The American Geophysical Union and its network of Earth and space scientists play a critical role:

  • studying the cause and predictability of natural hazards

  • investigating ways to reduce the geophysical, ecological, societal, and economic impacts

  • helping to create resilient communities

  • educating the public

The Impacts

  • Changing climate can cause increased distribution of and prolonged exposure to the insects that spread vector-borne diseases, such as Lyme disease and West Nile virus[1]

  • Higher temperatures can lead to increased allergens and pollutants in the air, which can exacerbate asthma and allergies. Air quality issues tend to disproportionately affect the young, the poor, and those with compromised immune systems.[2]

  • Ocean acidification limits the ability of marine animals with shells or calcium carbonate skeletons to grow, survive, and reproduce. The decrease in abundance or health of these animals, many of which are food for commercial species, can negatively affect the entire marine food chain.[3] Changes to marine-based food sources will challenge global economies and the approximately 3 billion people worldwide who depend on seafood as their primary source of protein.[4]

  • Chemical exposure, from pollution and contamination, that affects humans and wildlife is a concern. A 2016 U.S. Geological Survey study found that exposure to particles or runoff from coal-tar-based sealcoat, a liquid sprayed on asphalt parking lots and driveways, can cause an elevated potential cancer risk for humans and toxicity in aquatic life.[5]

According to data from Web of Science™ from 2009 to 2013 there was a 37% increase in geohealth articles published. The top five global agencies funding research on geohealth are the following:

  1. National Institutes of Health

  2. National Natural Science Foundation of China

  3. National Science Foundation

  4. National Institute of Environmental Health Sciences

  5. European Commission


  • every $1 million invested in ecosystem restoration results in a return of $2.2 to $3.4 million in benefits.[6]

  • investments and improvements to drinking water and sanitation can prevent nearly 10% of the global disease burden and amount to annual healthcare savings of $7 billion for health agencies and $134 million for individuals worldwide.[7]

  • reducing greenhouse gas emissions to 50% of their 2005 levels could result in a 20%–40% reduction in premature deaths from chronic exposure to air pollution.[8]

AGU and Geohealth

AGU is committed to increasing scientific understanding and broadening the study of how climate, pollution, hazards, ecosystems, and agriculture shape human and ecological health in order to help ensure a sustainable future.

*Exercise brief*.
Write a continuation of the geohealth text, starting right after its final sentence.

Stored items from a collection:
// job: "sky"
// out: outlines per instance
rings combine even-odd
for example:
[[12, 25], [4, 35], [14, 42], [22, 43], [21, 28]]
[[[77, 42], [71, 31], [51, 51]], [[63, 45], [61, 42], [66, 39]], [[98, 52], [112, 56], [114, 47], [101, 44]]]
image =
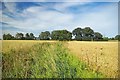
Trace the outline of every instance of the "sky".
[[[104, 36], [118, 34], [117, 2], [2, 2], [0, 32], [34, 33], [91, 27]], [[0, 38], [2, 34], [0, 34]]]

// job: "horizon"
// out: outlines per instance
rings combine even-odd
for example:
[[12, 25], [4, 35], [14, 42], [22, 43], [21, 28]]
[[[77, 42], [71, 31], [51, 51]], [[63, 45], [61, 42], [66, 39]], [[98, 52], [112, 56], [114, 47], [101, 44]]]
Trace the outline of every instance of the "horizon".
[[[117, 2], [9, 2], [2, 3], [1, 32], [34, 33], [90, 27], [103, 36], [118, 34]], [[2, 35], [0, 35], [2, 38]]]

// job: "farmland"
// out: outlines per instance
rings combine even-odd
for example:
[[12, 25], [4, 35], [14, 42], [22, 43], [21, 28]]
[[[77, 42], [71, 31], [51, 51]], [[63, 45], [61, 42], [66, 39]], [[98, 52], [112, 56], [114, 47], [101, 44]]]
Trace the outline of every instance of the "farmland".
[[106, 78], [118, 75], [118, 42], [4, 40], [3, 78]]

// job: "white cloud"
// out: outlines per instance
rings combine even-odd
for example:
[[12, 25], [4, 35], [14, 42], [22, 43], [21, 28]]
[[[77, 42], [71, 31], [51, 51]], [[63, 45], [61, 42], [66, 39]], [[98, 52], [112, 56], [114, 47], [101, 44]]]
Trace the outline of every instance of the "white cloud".
[[119, 0], [2, 0], [4, 2], [118, 2]]
[[[66, 8], [74, 5], [78, 5], [78, 3], [63, 3], [59, 6], [54, 6], [54, 8], [64, 11]], [[86, 11], [86, 13], [72, 14], [47, 10], [47, 7], [33, 6], [17, 14], [23, 17], [22, 20], [14, 20], [4, 15], [3, 21], [14, 27], [26, 30], [26, 32], [55, 29], [72, 31], [77, 26], [90, 26], [95, 31], [102, 32], [104, 35], [111, 37], [114, 36], [118, 30], [117, 9], [117, 3], [113, 3], [94, 7], [90, 12]]]

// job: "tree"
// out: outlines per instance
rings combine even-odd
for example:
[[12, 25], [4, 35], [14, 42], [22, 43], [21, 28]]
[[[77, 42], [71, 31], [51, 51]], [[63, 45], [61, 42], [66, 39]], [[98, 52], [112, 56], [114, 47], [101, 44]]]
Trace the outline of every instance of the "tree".
[[90, 27], [85, 27], [83, 29], [83, 37], [82, 40], [93, 40], [94, 31]]
[[18, 40], [23, 40], [24, 39], [24, 34], [23, 33], [17, 33], [15, 35], [15, 38], [18, 39]]
[[51, 39], [52, 40], [71, 40], [72, 39], [72, 33], [67, 30], [55, 30], [51, 33]]
[[3, 40], [12, 40], [14, 39], [14, 36], [12, 36], [11, 34], [3, 34]]
[[94, 40], [102, 40], [103, 35], [99, 32], [94, 32]]
[[120, 41], [120, 35], [116, 35], [115, 39]]
[[29, 36], [29, 37], [30, 37], [31, 40], [34, 40], [34, 39], [35, 39], [35, 36], [34, 36], [33, 33], [30, 33], [30, 36]]
[[82, 40], [82, 29], [76, 28], [72, 31], [73, 36], [75, 36], [75, 40]]
[[30, 39], [29, 33], [26, 33], [26, 34], [25, 34], [25, 39], [26, 39], [26, 40], [29, 40], [29, 39]]
[[39, 35], [39, 38], [41, 40], [49, 40], [50, 39], [50, 32], [49, 31], [41, 32]]

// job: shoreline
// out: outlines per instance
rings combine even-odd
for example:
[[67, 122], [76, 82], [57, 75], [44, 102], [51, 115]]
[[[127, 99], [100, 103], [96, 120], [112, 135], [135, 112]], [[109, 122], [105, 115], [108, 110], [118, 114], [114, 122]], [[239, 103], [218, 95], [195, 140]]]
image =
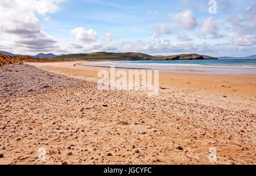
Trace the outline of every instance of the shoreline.
[[102, 68], [30, 64], [36, 67], [0, 69], [1, 79], [17, 83], [1, 83], [4, 91], [22, 95], [0, 97], [0, 164], [256, 163], [254, 77], [160, 73], [164, 89], [148, 97], [99, 91]]
[[[38, 68], [68, 77], [97, 83], [97, 73], [102, 67], [79, 65], [81, 61], [49, 63], [30, 63]], [[77, 66], [74, 67], [73, 63]], [[116, 68], [118, 71], [119, 68]], [[104, 70], [110, 72], [110, 68]], [[129, 69], [123, 69], [127, 71]], [[188, 102], [204, 105], [217, 104], [219, 107], [237, 108], [256, 113], [256, 76], [253, 75], [224, 75], [159, 72], [159, 96], [180, 97]], [[138, 92], [138, 91], [137, 91]], [[135, 93], [138, 92], [135, 92]], [[188, 95], [188, 93], [189, 93]], [[223, 97], [225, 97], [223, 99]], [[242, 98], [243, 97], [243, 98]], [[217, 100], [216, 100], [217, 98]], [[241, 100], [243, 100], [242, 101]]]

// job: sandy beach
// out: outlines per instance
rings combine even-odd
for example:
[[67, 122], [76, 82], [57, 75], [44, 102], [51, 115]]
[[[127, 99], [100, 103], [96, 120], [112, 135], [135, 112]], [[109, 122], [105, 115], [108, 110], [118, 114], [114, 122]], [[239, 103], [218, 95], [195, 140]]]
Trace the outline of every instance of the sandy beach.
[[148, 97], [98, 91], [97, 72], [109, 68], [81, 62], [0, 70], [9, 91], [0, 97], [0, 164], [255, 164], [255, 75], [160, 72], [159, 93]]

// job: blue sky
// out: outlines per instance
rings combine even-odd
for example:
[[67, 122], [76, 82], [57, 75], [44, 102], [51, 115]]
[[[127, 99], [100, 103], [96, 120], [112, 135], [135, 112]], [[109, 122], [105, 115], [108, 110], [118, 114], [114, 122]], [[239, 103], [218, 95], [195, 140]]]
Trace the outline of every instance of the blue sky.
[[20, 1], [0, 2], [0, 50], [256, 54], [255, 1]]

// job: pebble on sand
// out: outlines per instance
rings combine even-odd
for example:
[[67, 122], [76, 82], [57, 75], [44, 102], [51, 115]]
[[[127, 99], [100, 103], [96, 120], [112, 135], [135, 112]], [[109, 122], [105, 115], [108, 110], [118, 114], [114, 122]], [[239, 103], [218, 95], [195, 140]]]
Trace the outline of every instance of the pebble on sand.
[[183, 150], [183, 148], [182, 148], [181, 146], [178, 146], [178, 147], [177, 147], [177, 149], [179, 149], [179, 150]]

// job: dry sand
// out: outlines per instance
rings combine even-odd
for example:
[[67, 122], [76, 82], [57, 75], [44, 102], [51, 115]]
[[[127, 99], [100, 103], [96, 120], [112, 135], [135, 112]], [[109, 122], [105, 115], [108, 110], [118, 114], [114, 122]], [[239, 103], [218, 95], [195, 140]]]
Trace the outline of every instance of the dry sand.
[[31, 65], [79, 87], [1, 98], [0, 164], [256, 163], [255, 76], [160, 73], [165, 89], [148, 97], [99, 91], [97, 72], [109, 68], [73, 63]]

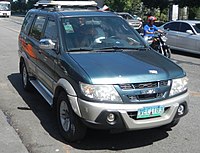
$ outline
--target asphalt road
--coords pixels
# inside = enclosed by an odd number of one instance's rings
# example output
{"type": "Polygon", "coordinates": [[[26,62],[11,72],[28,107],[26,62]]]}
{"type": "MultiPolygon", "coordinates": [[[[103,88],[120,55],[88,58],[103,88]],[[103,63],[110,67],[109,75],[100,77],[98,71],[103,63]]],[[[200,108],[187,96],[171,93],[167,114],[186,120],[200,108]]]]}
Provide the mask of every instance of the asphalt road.
{"type": "Polygon", "coordinates": [[[173,53],[189,78],[189,113],[172,130],[121,134],[90,130],[83,141],[67,143],[54,114],[37,91],[22,89],[17,37],[23,18],[0,18],[0,109],[30,153],[199,153],[200,56],[173,53]]]}

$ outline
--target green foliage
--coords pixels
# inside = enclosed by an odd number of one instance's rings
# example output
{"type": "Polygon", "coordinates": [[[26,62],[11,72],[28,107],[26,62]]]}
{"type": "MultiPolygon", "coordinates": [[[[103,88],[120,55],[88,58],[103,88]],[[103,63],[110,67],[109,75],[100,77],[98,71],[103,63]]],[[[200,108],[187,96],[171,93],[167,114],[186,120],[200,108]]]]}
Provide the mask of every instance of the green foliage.
{"type": "Polygon", "coordinates": [[[141,10],[141,0],[105,0],[105,4],[116,12],[138,14],[141,10]]]}

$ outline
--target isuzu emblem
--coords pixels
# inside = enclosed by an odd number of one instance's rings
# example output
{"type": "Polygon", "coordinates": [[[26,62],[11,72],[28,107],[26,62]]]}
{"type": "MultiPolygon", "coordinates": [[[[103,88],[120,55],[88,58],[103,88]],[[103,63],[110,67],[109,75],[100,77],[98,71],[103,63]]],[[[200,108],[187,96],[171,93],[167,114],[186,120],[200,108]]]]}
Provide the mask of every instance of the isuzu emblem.
{"type": "Polygon", "coordinates": [[[157,70],[149,70],[149,73],[150,74],[158,74],[158,71],[157,70]]]}

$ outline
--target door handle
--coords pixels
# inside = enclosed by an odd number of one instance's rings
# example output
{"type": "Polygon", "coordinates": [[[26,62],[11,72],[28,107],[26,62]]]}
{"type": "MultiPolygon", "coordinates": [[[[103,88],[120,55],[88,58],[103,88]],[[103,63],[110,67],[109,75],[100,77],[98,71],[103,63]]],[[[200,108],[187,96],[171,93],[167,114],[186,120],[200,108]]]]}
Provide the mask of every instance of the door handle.
{"type": "Polygon", "coordinates": [[[40,54],[41,54],[41,53],[42,53],[42,50],[40,50],[40,49],[39,49],[39,50],[38,50],[38,53],[40,53],[40,54]]]}

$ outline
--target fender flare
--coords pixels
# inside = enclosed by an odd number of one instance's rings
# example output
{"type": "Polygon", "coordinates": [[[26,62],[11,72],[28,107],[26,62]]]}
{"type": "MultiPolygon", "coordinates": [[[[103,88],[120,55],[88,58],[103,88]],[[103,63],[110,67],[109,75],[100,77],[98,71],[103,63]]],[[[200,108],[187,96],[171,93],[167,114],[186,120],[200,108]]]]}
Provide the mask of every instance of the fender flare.
{"type": "Polygon", "coordinates": [[[78,116],[81,117],[82,115],[81,115],[79,104],[78,104],[77,94],[76,94],[76,91],[74,90],[74,88],[72,87],[72,85],[70,84],[70,82],[64,78],[59,79],[54,88],[54,97],[59,94],[60,88],[62,88],[66,92],[68,100],[70,102],[70,105],[71,105],[73,111],[78,116]]]}

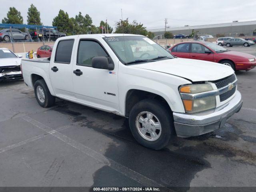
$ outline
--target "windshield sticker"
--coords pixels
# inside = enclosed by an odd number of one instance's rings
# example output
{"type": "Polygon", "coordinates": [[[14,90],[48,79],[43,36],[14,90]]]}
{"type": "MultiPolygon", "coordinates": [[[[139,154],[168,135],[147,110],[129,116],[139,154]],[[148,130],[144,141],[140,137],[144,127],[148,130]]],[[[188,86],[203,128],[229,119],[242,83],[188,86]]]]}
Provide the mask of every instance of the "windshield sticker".
{"type": "Polygon", "coordinates": [[[9,50],[3,50],[3,52],[4,53],[10,53],[11,52],[9,50]]]}
{"type": "Polygon", "coordinates": [[[156,44],[156,42],[155,42],[154,41],[152,41],[152,40],[151,40],[150,39],[149,39],[148,38],[143,38],[143,39],[145,41],[146,41],[150,44],[156,44]]]}
{"type": "Polygon", "coordinates": [[[111,41],[118,41],[119,40],[118,38],[115,38],[114,37],[110,37],[109,38],[106,38],[106,39],[107,40],[107,41],[108,42],[111,41]]]}

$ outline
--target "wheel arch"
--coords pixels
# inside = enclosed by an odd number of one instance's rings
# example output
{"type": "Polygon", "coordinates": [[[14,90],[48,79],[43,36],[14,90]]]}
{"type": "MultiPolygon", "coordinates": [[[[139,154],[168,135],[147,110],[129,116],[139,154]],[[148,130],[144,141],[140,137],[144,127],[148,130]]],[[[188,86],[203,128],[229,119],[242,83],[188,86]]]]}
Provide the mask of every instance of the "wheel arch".
{"type": "Polygon", "coordinates": [[[132,89],[127,92],[125,98],[124,106],[125,116],[128,117],[132,107],[140,101],[145,99],[151,98],[162,102],[172,112],[172,109],[166,100],[162,96],[156,93],[141,90],[132,89]]]}
{"type": "Polygon", "coordinates": [[[51,84],[50,84],[50,82],[47,80],[47,79],[46,78],[44,78],[43,76],[41,75],[40,74],[37,74],[36,73],[32,73],[31,74],[31,75],[30,76],[30,78],[31,78],[31,81],[32,83],[31,85],[32,86],[32,87],[33,88],[34,88],[34,85],[35,84],[35,83],[37,80],[39,80],[40,79],[42,79],[45,82],[45,83],[47,86],[47,87],[48,87],[48,89],[49,89],[49,90],[50,93],[51,93],[51,94],[52,94],[52,96],[55,95],[55,92],[54,91],[53,89],[52,88],[52,86],[51,84]]]}

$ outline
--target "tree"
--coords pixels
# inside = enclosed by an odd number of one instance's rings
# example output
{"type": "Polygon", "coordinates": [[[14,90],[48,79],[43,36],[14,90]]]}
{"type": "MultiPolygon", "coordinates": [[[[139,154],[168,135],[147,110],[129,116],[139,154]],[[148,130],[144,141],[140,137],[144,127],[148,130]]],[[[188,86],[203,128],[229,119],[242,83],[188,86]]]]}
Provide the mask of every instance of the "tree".
{"type": "Polygon", "coordinates": [[[148,33],[148,37],[150,39],[154,39],[155,37],[155,34],[151,31],[149,31],[148,33]]]}
{"type": "Polygon", "coordinates": [[[28,25],[42,25],[40,18],[40,12],[33,4],[28,8],[27,21],[28,25]]]}
{"type": "Polygon", "coordinates": [[[65,33],[67,35],[73,34],[74,25],[72,20],[69,18],[68,13],[61,9],[52,21],[53,26],[56,26],[60,31],[65,33]]]}
{"type": "Polygon", "coordinates": [[[103,33],[105,33],[105,28],[106,33],[107,33],[108,32],[108,33],[111,33],[113,31],[113,28],[110,27],[108,23],[107,23],[106,25],[106,23],[104,22],[103,21],[101,21],[100,22],[100,26],[99,26],[97,28],[98,33],[102,33],[102,28],[103,28],[103,33]]]}
{"type": "Polygon", "coordinates": [[[10,10],[7,13],[7,18],[4,18],[2,20],[2,22],[12,24],[22,24],[23,18],[20,15],[20,12],[18,11],[15,7],[10,7],[10,10]]]}
{"type": "Polygon", "coordinates": [[[146,27],[141,23],[138,23],[134,20],[131,23],[129,23],[128,18],[126,20],[120,20],[116,23],[115,33],[130,33],[146,36],[148,31],[146,27]]]}
{"type": "Polygon", "coordinates": [[[164,36],[164,38],[166,39],[171,39],[172,38],[173,38],[173,35],[172,34],[168,31],[165,32],[164,36]]]}
{"type": "Polygon", "coordinates": [[[75,22],[77,24],[77,34],[88,34],[96,33],[96,27],[92,24],[92,20],[86,14],[83,16],[81,12],[76,16],[75,22]]]}

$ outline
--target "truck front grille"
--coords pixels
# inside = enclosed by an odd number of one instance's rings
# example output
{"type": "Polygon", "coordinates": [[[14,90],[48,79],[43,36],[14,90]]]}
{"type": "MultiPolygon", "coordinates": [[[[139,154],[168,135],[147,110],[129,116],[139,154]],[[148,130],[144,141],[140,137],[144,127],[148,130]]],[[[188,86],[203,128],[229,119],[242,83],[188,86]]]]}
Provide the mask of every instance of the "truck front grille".
{"type": "Polygon", "coordinates": [[[222,102],[222,101],[224,101],[225,100],[226,100],[233,95],[234,95],[234,94],[235,93],[235,92],[236,92],[236,86],[235,86],[230,91],[228,91],[226,93],[224,93],[220,95],[220,102],[222,102]]]}
{"type": "Polygon", "coordinates": [[[236,79],[236,75],[232,74],[228,77],[220,79],[219,80],[217,80],[216,81],[212,81],[212,82],[216,85],[216,86],[218,89],[220,89],[226,86],[230,83],[234,82],[236,79]]]}

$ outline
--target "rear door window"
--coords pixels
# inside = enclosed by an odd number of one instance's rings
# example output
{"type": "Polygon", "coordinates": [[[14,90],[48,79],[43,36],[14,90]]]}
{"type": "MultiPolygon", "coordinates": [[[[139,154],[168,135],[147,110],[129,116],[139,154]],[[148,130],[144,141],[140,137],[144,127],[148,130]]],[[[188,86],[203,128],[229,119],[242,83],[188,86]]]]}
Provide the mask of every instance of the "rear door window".
{"type": "Polygon", "coordinates": [[[59,42],[55,54],[55,62],[66,64],[70,63],[74,42],[74,39],[59,42]]]}
{"type": "Polygon", "coordinates": [[[177,46],[177,52],[189,52],[189,43],[182,43],[177,46]]]}

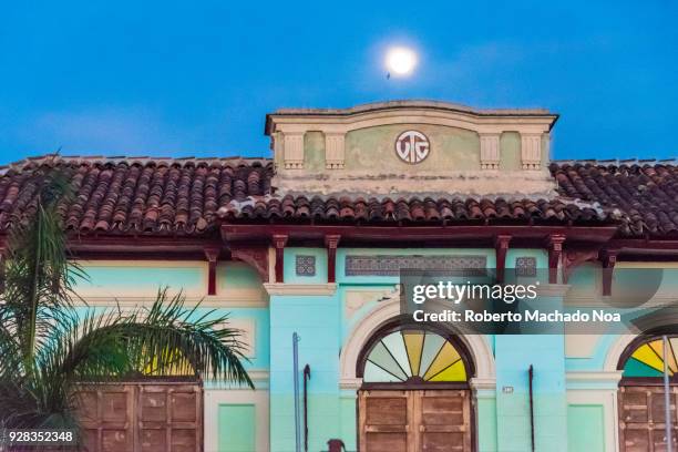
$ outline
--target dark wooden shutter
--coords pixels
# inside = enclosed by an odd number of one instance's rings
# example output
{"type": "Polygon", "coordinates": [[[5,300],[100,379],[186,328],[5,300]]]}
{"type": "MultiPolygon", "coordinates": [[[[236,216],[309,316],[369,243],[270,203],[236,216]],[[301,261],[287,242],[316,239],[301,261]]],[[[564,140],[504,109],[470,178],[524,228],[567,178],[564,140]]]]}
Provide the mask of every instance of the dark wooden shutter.
{"type": "Polygon", "coordinates": [[[471,452],[469,390],[359,392],[361,452],[471,452]]]}
{"type": "Polygon", "coordinates": [[[136,382],[83,387],[78,393],[89,452],[199,452],[198,383],[136,382]]]}
{"type": "MultiPolygon", "coordinates": [[[[677,389],[671,387],[670,394],[674,450],[678,448],[677,389]]],[[[658,452],[666,450],[664,387],[623,386],[618,392],[618,405],[620,452],[658,452]]]]}

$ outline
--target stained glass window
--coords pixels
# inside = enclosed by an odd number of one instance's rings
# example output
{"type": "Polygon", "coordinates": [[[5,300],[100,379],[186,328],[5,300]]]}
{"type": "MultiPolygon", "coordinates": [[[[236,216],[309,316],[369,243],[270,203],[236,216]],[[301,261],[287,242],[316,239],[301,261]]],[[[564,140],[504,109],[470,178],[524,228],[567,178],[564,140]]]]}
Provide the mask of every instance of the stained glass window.
{"type": "MultiPolygon", "coordinates": [[[[665,359],[662,342],[659,338],[638,347],[624,364],[624,377],[662,377],[665,359]]],[[[669,376],[678,372],[675,350],[678,350],[678,337],[669,338],[667,353],[669,376]]]]}
{"type": "Polygon", "coordinates": [[[379,340],[364,364],[364,382],[466,381],[466,367],[456,348],[430,331],[401,330],[379,340]]]}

*Output of the exercise*.
In August 2016, in an effort to support research in the rapidly emerging field of geohealth, AGU announced the launch of a new journal, GeoHealth.

[1] U.S. Centers for Disease Control and Prevention, “Climate Change Increase the Number and Geographic Range of Disease-Carrying Insects and Ticks,”

[2] U.S. Global Change Research Program, The Impacts of Climate Change on Human Health in the United States: A Scientific Assessment, edited by A. Crimmins et al., p.77, Washington, D. C., 2016,

[3] U.S. Global Change Research Program, 2014 National Climate Assessment, Washington, D. C.,

[4] World Wildlife Foundation, “Overview,”

[5] B. J. Mahler, M. D. Woodside, and P. C. VanMetre, “Coal-Tar-Based Pavement Sealcoat—Potential Concerns for Human Health and Aquatic Life,” U.S. Geol. Surv. Fact Sheet, 2016-3017, 6 pp., 2016,

[6] C.C. Thomas, C. Huber, K. Skrabis, and J. Sidon, “Estimating the Economic Impacts of Ecosystem Restoration—Methods and Case Studies,” U.S. Geol. Surv. Open File Rep., 2016-1016, 2016,

[7] A. Prüss-Üstün, R. Bos, F. Gore, and J. Bartram, Safer Water, Better Health: Costs, Benefits and Sustainability of Interventions to Protect and Promote Health, World Health Organization, Geneva, 2008.

[8] J. C. Bollen, C. J. Brink, H. C. Eerens, and A. J. G. Manders, “Co-benefits of Climate Policy,” PBL Rep. 500116005, Netherlands Environmental Assessment Agency, The Hague, February 2009.